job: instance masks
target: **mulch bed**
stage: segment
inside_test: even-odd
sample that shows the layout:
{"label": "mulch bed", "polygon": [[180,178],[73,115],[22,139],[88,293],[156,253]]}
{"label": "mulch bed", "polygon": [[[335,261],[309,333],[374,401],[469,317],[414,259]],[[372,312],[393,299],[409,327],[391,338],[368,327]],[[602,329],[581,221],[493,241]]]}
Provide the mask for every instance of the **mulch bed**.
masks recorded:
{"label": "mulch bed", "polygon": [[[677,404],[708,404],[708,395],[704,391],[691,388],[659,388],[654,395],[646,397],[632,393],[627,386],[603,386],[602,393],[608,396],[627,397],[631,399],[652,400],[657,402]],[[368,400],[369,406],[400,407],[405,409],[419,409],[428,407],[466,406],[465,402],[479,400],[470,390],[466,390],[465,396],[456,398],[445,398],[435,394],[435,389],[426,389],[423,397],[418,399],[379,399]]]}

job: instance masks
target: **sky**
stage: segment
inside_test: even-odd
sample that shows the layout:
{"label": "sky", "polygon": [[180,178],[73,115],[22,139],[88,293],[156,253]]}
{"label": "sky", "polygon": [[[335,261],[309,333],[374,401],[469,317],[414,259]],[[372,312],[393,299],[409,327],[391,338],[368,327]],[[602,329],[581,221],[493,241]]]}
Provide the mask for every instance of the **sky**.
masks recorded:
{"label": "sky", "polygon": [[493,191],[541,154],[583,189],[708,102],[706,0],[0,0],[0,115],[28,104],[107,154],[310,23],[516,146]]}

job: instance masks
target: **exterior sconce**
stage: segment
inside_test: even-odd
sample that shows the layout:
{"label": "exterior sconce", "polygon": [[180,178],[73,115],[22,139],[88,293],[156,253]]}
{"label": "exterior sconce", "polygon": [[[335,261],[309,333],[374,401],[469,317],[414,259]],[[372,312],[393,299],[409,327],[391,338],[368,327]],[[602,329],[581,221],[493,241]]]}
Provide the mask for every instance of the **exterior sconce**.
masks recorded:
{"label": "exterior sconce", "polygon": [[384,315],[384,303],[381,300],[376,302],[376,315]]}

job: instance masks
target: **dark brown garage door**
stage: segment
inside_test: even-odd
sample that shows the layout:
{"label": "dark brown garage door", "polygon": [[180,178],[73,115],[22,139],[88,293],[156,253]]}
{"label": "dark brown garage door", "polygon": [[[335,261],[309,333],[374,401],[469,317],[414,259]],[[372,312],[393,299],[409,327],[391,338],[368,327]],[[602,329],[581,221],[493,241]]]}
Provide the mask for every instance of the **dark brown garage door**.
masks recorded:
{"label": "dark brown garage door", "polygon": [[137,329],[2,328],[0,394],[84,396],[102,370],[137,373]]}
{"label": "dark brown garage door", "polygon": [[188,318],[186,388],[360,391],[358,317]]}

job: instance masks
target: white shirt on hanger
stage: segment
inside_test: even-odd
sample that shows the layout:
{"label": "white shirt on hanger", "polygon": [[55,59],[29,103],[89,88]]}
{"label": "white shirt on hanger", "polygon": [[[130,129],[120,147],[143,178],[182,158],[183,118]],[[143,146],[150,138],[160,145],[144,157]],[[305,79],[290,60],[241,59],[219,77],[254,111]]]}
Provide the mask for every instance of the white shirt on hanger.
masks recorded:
+++++
* **What you are asked to do**: Extract each line above that contains the word "white", copying it out in full.

* **Exercise answer**:
target: white shirt on hanger
{"label": "white shirt on hanger", "polygon": [[55,59],[29,103],[89,88]]}
{"label": "white shirt on hanger", "polygon": [[[130,129],[120,147],[143,178],[182,158],[183,118]],[[143,146],[150,138],[160,145],[144,157]],[[305,79],[290,60],[241,59],[219,77],[254,111]]]}
Provide the mask for every instance of the white shirt on hanger.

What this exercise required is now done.